• [To do]:
Wherever the string "building" appears in the listing, copy that line.
[[ Data for this exercise open ]]
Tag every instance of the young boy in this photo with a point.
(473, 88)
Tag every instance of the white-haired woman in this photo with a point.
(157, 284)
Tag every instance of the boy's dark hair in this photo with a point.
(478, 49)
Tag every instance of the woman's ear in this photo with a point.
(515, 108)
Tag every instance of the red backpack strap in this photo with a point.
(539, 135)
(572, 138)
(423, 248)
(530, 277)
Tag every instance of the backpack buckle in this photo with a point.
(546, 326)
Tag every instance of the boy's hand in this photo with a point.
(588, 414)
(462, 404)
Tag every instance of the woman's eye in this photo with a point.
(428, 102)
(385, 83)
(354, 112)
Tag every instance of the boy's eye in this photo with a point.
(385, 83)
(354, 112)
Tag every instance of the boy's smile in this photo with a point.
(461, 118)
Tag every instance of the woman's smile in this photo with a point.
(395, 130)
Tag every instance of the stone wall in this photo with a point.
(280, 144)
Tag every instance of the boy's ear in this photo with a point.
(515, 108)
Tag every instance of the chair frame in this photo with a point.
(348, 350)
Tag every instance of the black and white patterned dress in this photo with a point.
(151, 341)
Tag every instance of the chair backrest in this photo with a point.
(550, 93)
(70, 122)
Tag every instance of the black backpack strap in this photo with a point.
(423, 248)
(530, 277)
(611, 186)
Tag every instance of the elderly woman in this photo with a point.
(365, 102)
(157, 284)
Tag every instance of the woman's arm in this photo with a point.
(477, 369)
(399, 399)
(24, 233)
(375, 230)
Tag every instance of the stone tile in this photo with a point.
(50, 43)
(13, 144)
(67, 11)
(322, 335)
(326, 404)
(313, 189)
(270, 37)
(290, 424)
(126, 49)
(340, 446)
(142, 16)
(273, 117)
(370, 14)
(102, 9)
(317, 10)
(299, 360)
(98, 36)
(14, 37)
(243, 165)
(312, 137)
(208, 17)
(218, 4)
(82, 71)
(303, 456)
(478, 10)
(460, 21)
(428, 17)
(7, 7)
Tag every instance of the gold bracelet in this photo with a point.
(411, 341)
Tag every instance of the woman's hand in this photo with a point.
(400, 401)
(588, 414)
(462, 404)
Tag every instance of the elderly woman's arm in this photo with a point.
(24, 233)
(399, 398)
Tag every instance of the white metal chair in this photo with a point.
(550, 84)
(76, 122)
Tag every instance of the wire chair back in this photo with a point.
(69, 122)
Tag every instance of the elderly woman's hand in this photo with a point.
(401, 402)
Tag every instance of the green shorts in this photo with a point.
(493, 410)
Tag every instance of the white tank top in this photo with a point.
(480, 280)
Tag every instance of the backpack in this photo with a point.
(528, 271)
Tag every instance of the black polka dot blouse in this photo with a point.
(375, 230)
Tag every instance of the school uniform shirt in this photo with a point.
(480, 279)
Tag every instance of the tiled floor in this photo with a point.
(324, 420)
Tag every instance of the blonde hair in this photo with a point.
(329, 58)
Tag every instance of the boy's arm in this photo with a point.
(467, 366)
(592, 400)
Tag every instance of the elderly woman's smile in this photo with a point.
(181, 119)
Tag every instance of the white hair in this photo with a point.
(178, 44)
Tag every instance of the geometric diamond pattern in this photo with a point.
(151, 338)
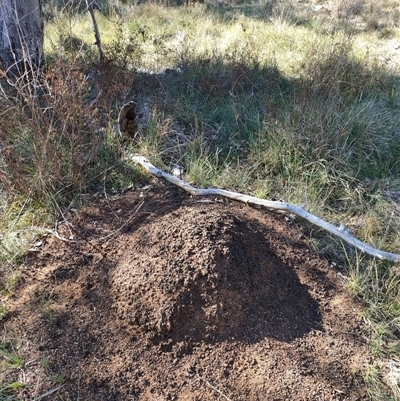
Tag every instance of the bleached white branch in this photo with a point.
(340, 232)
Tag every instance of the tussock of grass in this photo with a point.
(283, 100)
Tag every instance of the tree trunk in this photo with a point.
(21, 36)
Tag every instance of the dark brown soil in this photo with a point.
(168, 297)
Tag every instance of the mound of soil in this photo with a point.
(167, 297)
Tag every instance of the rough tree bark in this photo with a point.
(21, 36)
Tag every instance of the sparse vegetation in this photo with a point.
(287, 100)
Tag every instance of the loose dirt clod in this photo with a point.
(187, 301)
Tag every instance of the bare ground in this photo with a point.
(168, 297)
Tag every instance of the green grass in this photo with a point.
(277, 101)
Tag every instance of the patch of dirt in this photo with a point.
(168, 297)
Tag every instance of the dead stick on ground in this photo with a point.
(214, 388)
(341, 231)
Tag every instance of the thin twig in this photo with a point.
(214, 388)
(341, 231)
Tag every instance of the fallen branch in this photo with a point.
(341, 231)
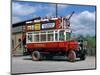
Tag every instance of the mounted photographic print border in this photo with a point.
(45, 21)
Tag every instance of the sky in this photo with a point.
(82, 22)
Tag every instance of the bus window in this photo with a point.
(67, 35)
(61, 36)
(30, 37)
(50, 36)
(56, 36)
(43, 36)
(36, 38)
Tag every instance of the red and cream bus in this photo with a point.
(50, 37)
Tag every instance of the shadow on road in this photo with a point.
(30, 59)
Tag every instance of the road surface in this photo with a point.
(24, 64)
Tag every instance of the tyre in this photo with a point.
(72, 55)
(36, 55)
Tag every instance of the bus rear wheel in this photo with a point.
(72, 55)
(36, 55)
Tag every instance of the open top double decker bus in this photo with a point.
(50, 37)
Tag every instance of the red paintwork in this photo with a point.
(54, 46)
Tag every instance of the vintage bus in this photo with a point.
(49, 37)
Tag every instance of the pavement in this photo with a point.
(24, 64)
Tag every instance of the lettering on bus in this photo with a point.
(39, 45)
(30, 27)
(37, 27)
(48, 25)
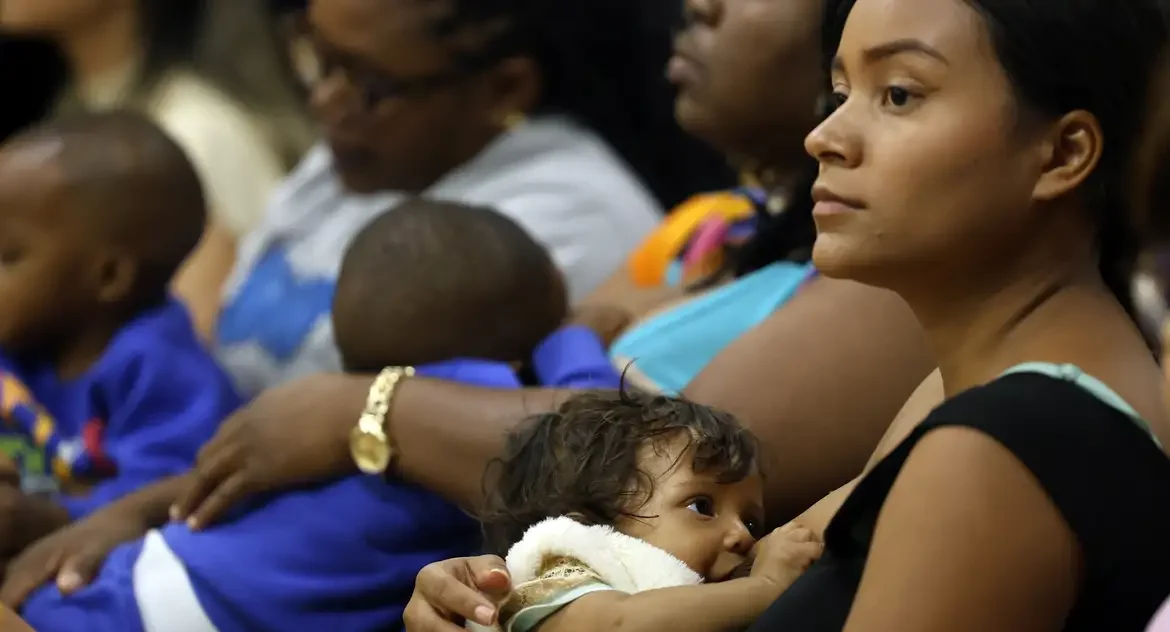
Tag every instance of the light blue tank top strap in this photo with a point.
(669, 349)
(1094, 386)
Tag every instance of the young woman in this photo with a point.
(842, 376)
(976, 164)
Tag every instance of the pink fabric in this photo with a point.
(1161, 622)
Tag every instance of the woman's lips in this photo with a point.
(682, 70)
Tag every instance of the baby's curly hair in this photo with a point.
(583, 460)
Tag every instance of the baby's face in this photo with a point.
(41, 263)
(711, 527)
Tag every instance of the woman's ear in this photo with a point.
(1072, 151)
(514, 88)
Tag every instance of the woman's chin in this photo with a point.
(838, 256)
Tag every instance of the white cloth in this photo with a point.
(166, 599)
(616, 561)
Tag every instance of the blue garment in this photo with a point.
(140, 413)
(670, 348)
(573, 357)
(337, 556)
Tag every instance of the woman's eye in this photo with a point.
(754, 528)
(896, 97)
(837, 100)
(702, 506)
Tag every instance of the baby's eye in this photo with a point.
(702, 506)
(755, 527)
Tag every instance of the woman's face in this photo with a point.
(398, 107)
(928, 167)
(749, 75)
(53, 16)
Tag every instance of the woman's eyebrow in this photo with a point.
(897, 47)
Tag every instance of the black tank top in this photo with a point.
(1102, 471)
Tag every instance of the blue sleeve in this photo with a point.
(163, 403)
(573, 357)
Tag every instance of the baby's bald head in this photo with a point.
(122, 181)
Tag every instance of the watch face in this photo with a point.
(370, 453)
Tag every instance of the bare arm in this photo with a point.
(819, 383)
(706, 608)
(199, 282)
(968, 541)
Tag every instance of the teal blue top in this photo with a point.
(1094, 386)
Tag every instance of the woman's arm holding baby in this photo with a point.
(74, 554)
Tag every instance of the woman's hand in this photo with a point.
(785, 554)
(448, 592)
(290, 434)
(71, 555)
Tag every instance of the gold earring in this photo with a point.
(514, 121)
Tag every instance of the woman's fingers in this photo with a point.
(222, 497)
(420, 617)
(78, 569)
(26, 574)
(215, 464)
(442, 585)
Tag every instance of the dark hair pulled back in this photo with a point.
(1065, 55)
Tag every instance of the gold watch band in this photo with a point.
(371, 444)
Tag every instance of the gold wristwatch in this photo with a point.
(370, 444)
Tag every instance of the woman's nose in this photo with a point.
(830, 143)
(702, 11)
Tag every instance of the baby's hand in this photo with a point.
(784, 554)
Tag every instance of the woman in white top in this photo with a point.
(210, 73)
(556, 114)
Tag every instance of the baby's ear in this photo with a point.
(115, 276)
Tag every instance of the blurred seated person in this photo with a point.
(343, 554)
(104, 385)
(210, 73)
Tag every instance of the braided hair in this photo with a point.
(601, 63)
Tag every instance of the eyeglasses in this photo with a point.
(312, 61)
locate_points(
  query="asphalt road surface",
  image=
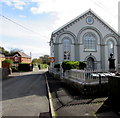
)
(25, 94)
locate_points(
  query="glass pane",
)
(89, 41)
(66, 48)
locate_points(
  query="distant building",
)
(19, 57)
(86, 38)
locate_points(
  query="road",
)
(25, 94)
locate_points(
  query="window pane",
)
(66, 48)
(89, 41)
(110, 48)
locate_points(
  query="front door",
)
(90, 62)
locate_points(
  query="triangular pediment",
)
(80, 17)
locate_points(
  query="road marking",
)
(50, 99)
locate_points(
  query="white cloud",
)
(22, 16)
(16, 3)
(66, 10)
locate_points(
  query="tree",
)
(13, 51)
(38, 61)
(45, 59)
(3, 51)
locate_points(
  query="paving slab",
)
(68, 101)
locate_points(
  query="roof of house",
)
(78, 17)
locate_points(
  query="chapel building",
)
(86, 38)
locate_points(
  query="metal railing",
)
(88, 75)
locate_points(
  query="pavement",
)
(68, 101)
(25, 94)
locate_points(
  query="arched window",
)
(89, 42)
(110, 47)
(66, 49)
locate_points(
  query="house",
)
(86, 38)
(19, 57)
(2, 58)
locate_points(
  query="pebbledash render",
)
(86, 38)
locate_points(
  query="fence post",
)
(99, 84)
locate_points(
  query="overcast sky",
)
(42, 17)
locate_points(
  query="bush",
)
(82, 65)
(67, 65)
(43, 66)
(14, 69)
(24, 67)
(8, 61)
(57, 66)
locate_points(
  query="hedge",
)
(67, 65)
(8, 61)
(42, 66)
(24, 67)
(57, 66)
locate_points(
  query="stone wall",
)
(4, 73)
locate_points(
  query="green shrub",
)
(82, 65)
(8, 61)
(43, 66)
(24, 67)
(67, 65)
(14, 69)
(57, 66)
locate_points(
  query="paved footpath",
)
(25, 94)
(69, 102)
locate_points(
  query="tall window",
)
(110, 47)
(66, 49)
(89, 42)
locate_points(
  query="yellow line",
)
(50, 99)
[[ Data for this exercise closed ]]
• [Answer area]:
  query="distant building",
  query="chapel building",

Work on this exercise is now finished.